Exercise details: Where a picture appears, skip it and copy everything else in the listing exactly.

Data supplied:
=== Begin Enclosure ===

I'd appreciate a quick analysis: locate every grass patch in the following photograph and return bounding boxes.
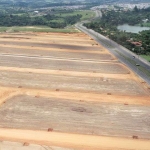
[137,23,150,27]
[140,55,150,62]
[142,22,150,27]
[50,19,64,23]
[0,26,79,33]
[56,10,95,21]
[0,27,8,32]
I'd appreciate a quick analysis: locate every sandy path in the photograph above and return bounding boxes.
[0,129,149,150]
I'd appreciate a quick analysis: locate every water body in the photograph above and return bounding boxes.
[117,24,150,33]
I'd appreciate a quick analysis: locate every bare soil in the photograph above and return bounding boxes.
[0,56,127,74]
[0,41,101,51]
[0,47,113,61]
[0,32,149,150]
[0,95,150,139]
[0,70,147,95]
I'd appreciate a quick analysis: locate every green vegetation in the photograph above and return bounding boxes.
[0,0,95,33]
[141,22,150,27]
[55,10,95,21]
[0,26,79,33]
[94,6,150,27]
[84,7,150,61]
[140,55,150,62]
[0,13,82,28]
[0,8,94,29]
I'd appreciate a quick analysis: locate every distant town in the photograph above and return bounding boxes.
[91,2,150,10]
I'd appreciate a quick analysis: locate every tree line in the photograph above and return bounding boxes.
[0,13,82,28]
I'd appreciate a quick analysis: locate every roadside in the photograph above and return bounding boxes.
[75,10,150,85]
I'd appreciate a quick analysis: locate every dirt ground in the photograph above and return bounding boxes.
[0,70,148,95]
[0,47,113,61]
[0,32,149,150]
[0,56,127,74]
[0,129,150,150]
[0,141,75,150]
[0,95,150,139]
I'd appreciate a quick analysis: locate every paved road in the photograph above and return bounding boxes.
[75,23,150,85]
[94,10,102,18]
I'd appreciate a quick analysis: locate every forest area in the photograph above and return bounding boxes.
[0,0,95,28]
[0,12,82,28]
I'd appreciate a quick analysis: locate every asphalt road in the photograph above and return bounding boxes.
[75,23,150,85]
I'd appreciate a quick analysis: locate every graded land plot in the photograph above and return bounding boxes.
[0,34,89,39]
[0,32,150,150]
[0,41,101,51]
[0,44,105,54]
[0,71,147,96]
[0,95,150,139]
[0,56,127,74]
[0,32,92,39]
[0,36,98,45]
[0,47,114,61]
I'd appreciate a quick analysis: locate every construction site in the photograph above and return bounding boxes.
[0,32,149,150]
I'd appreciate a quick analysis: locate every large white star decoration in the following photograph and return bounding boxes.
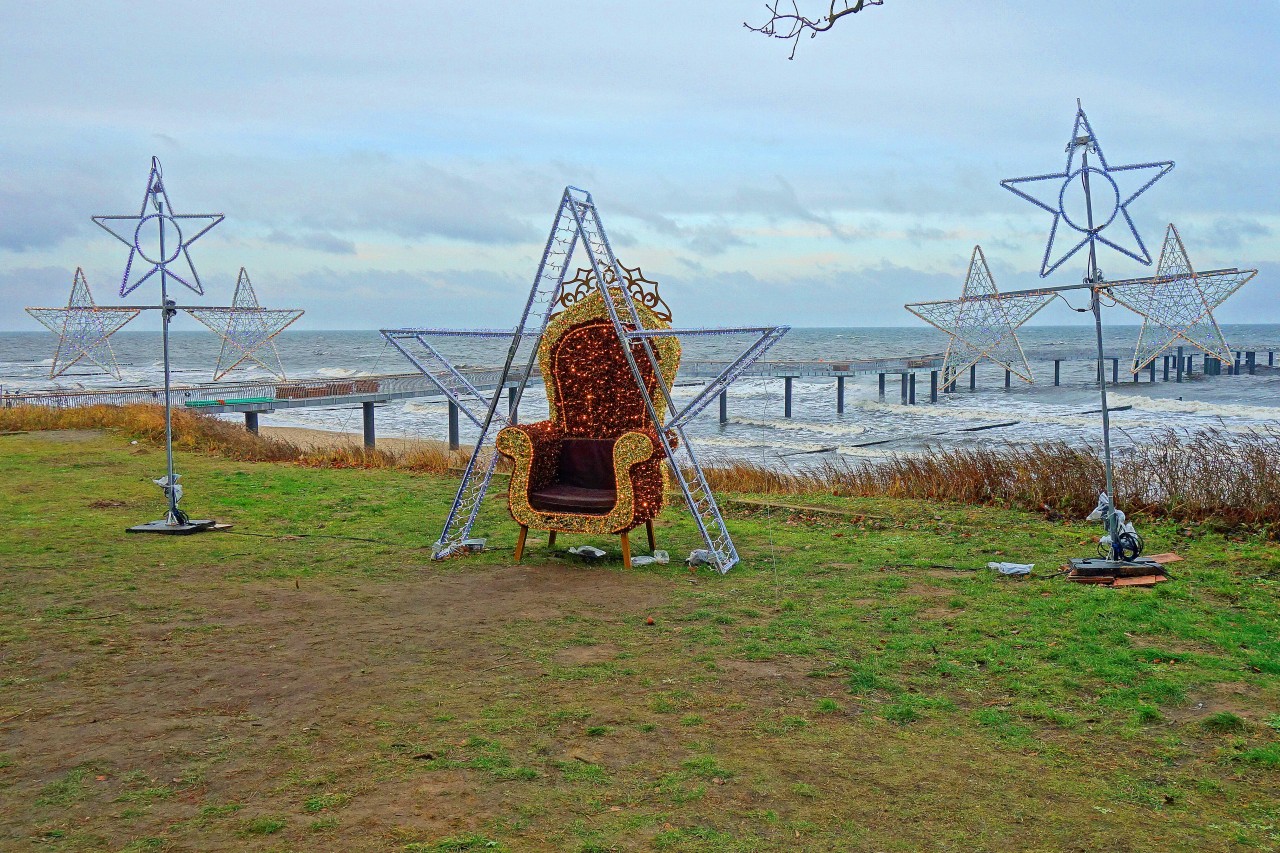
[1001,104,1174,278]
[92,157,224,297]
[26,268,141,380]
[185,268,304,381]
[1105,224,1257,371]
[905,246,1056,383]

=== End Enclosure ===

Problem solution:
I'd appreciate a quick analysis: locate every grass patch in the following photograph and return bounding boxes.
[137,23,150,27]
[140,55,150,62]
[142,22,150,27]
[50,19,64,23]
[0,26,79,33]
[56,10,95,21]
[0,27,8,32]
I'd appreciate a quick analysis: locate every sandy path in the photograph above and return bounding boxes.
[0,129,149,150]
I'd appreciate a quick analysis: locate every water body in the photograph above and return bounding boxes.
[117,24,150,33]
I'd appreciate a quick analysis: locate every bare soil in the photograph above and return bounding boxes.
[0,56,127,74]
[0,41,101,51]
[0,47,113,61]
[0,32,149,150]
[0,95,150,139]
[0,70,147,95]
I'd appreciate a quick analysis: locate every green vegetation in the photograph above and return bounding boxes.
[0,0,95,33]
[141,22,150,27]
[55,10,95,21]
[0,26,79,33]
[94,6,150,27]
[84,7,150,61]
[140,55,150,62]
[0,13,82,28]
[0,8,94,29]
I'd appreciate a quick analysis: locate every distant town in the photograph above and return bounding boxes.
[91,2,150,10]
I'd appreciate a quick analysis: locate every tree line in the photograph above and return bounding boxes.
[0,13,82,28]
I'd appreciate a quick analysis: locate every roadside in the photograph above and return bounding boxes.
[75,10,150,85]
I'd appreciate a quick analysis: locate every dirt ground in the photograph above and return bounding boxes.
[0,70,148,95]
[0,47,113,61]
[0,32,149,150]
[0,56,127,74]
[0,129,150,150]
[0,141,75,150]
[0,95,150,139]
I'd appreciate a quick analysis: locate every paved road in the photograph above and return bounding boxes.
[75,23,150,85]
[94,10,102,18]
I'd appreciate a quick analysis: locate every forest area in the photograph above and return bounding boxes.
[0,0,95,28]
[0,12,82,28]
I'd appreciate a quick analysis: locate every asphalt road in the photograph above and return bounding boxes.
[75,23,150,85]
I'd appreciate a quick analysis: locate every graded land plot in the photograph above and return bounding boxes.
[0,34,89,39]
[0,32,150,150]
[0,41,101,51]
[0,44,105,54]
[0,71,147,96]
[0,95,150,139]
[0,56,127,74]
[0,32,92,39]
[0,36,98,45]
[0,47,114,61]
I'd appreciate a quick analysis: locate every construction site in the photograph above and return bounding boxes.
[0,32,149,150]
I'd appreciate a quick analysis: locate every large white star decoration in the following photograph and return bounding boxes.
[1001,104,1174,278]
[92,157,224,297]
[26,268,141,380]
[185,268,304,381]
[1105,224,1257,371]
[905,246,1056,383]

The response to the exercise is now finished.